__TINDAKAN DIPERLUKAN 1__.
Ringkas paragraf dalam kutipan tentang Sritex yang diawali "PT Sri Rejeki Isman Textile atau Sritex" menjadi daftar poin singkat dengan tetap memuat fakta utamanya.
__TINDAKAN DIPERLUKAN 2__.
Sebutkan semua nama diri dalam kutipan tentang Sritex, yaitu nama orang, perusahaan, organisasi, dan wilayah geografis.
__TINDAKAN DIPERLUKAN 3__.
Salin bagian kutipan tentang Sritex di antara "PT Sri Rejeki" dan "Sritex adalah efisiensi.", termasuk kedua batas tersebut.

Badai Industri Tekstil: Meski Produksi Surut, Sritex Menolak Disebut Bangkrut

  • Yudha Satriawan

Pada masa jayanya, perusahaan SRITEX di Sukoharjo telah melayani produksi seragam militer untuk 27 negara di dunia (foto: ilustrasi).

PT Sri Rejeki Isman Textile atau Sritex sempat menjadi pabrik tekstil terbesar se-Asia Tenggara. Mereka memasok seragam militer bagi 27 negara dan juga NATO. Namun, kemegahan masa lalu itu kini dibayangi krisis nasional sektor tekstil yang juga menghantamnya.

Di linimasa media sosial sempat tersebar kabar yang menyebut Sritex bangkrut. Namun, Direktur Utama Sritex, Iwan Kurniawan Lukminto menolak istilah itu dikenakan pada perusahaan yang dia pimpin. Baginya, apa yang terjadi pada Sritex adalah efisiensi.

Kemampuan produksinya yang menurun dan jumlah pekerja yang terus berkurang, menandai perjuangan Sritex, bertahan di tengah badai industri tekstil nasional.

__DATA MENTAH__.
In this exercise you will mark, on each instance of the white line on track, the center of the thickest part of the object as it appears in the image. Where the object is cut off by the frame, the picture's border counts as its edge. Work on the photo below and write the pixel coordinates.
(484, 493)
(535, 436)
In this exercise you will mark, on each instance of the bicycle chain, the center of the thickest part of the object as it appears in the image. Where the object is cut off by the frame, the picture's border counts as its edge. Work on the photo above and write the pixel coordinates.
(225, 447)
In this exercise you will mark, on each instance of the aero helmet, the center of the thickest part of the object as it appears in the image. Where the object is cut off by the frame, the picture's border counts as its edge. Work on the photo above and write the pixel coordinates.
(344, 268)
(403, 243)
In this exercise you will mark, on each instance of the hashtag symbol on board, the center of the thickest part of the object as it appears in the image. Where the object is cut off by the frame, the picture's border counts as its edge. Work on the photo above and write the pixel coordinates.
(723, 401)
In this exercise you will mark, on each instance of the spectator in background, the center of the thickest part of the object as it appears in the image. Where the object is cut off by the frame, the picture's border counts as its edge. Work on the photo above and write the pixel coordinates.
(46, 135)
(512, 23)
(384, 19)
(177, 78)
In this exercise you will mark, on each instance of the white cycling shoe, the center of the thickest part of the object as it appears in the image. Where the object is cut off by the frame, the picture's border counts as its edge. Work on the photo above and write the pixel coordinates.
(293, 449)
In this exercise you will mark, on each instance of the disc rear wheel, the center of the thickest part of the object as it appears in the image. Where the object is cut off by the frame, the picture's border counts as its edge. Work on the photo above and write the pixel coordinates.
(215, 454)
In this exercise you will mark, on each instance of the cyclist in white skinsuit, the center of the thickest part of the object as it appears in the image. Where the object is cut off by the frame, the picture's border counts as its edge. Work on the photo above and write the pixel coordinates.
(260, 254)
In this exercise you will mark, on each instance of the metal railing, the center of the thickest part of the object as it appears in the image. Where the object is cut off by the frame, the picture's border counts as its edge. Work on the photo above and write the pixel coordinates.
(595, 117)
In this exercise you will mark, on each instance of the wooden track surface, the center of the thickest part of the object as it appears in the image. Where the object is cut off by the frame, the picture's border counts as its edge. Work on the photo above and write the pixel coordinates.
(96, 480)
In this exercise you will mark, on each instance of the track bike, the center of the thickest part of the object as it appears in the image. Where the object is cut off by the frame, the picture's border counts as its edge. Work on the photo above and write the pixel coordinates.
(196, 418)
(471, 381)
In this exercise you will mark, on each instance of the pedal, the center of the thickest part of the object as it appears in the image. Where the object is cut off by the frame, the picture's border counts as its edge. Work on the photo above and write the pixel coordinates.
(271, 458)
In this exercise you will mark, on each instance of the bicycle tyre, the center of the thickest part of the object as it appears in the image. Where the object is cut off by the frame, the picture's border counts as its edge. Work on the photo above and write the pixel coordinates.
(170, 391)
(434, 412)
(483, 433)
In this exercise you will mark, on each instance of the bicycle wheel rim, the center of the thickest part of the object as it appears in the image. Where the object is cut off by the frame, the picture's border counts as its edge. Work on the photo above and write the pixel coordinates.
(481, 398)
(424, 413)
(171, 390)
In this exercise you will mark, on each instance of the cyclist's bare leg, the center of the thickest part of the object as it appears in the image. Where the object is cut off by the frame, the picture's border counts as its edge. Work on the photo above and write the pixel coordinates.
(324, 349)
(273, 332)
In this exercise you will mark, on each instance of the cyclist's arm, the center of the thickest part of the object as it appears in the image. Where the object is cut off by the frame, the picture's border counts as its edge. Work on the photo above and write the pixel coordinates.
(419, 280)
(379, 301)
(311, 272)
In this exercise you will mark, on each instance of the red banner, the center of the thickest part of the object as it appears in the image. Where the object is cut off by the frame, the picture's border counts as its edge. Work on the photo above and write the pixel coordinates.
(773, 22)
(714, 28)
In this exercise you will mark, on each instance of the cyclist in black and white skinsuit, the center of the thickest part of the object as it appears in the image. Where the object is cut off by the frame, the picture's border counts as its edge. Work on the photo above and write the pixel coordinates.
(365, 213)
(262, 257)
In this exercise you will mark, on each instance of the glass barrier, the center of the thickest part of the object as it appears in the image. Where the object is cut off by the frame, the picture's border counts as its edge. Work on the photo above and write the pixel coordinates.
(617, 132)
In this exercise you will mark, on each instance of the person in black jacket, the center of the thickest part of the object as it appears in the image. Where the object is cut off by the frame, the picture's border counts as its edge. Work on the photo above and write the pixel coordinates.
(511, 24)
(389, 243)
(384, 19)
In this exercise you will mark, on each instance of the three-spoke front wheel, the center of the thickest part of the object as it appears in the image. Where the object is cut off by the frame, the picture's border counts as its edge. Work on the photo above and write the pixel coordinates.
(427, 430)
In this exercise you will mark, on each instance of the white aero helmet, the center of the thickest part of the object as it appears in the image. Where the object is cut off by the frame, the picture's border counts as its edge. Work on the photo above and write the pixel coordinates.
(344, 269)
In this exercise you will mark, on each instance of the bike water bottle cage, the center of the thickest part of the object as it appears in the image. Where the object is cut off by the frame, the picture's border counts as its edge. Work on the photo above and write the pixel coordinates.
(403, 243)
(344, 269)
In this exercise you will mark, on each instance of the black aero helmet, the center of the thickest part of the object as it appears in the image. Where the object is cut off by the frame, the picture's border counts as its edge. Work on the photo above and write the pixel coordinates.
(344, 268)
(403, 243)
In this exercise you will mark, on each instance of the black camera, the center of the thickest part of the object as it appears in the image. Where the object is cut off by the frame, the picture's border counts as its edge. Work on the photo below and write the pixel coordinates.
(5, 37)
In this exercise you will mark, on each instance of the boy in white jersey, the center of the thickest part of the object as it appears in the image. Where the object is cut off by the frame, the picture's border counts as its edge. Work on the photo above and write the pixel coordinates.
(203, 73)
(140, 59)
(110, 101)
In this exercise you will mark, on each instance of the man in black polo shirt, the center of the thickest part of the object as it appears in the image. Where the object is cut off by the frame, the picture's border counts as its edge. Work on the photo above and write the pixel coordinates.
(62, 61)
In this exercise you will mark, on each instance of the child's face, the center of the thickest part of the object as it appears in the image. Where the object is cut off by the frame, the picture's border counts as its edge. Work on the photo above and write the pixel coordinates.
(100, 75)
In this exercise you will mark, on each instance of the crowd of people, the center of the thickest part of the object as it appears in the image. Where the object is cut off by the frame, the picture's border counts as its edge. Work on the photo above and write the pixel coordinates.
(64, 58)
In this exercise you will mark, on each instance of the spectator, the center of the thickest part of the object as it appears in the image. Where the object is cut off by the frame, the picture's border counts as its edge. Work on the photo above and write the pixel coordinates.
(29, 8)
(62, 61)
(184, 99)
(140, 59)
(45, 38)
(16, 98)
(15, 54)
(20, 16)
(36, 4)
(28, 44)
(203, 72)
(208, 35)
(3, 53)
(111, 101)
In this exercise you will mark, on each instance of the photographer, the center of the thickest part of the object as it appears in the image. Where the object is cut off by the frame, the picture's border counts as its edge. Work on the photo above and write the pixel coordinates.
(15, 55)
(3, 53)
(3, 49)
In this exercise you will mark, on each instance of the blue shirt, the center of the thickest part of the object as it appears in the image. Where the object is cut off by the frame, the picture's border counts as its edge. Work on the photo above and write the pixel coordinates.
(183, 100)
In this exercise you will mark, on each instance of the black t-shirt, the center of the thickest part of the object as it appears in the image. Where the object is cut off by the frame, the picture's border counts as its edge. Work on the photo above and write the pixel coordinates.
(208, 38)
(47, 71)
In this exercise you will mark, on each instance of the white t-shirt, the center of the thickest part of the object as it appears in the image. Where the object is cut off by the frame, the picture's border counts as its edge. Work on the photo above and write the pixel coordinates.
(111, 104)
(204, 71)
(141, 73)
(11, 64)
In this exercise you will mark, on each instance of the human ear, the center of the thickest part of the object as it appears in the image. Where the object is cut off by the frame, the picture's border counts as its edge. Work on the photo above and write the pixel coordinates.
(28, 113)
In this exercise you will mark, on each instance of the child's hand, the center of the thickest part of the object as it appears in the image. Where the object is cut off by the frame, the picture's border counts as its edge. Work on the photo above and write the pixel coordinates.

__HASIL LATIHAN 1__.
- Sritex (PT Sri Rejeki Isman Textile) pernah menjadi pabrik tekstil terbesar di Asia Tenggara.
- Sritex memasok seragam militer untuk 27 negara dan NATO.
- Kini perusahaan itu ikut dihantam krisis nasional sektor tekstil.

__HASIL LATIHAN 2__.
- Yudha Satriawan
- Iwan Kurniawan Lukminto
- PT Sri Rejeki Isman Textile (Sritex)
- NATO
- Sukoharjo
- Asia Tenggara

__HASIL LATIHAN 3__.
PT Sri Rejeki Isman Textile atau Sritex sempat menjadi pabrik tekstil terbesar se-Asia Tenggara. Mereka memasok seragam militer bagi 27 negara dan juga NATO. Namun, kemegahan masa lalu itu kini dibayangi krisis nasional sektor tekstil yang juga menghantamnya.

Di linimasa media sosial sempat tersebar kabar yang menyebut Sritex bangkrut. Namun, Direktur Utama Sritex, Iwan Kurniawan Lukminto menolak istilah itu dikenakan pada perusahaan yang dia pimpin. Baginya, apa yang terjadi pada Sritex adalah efisiensi.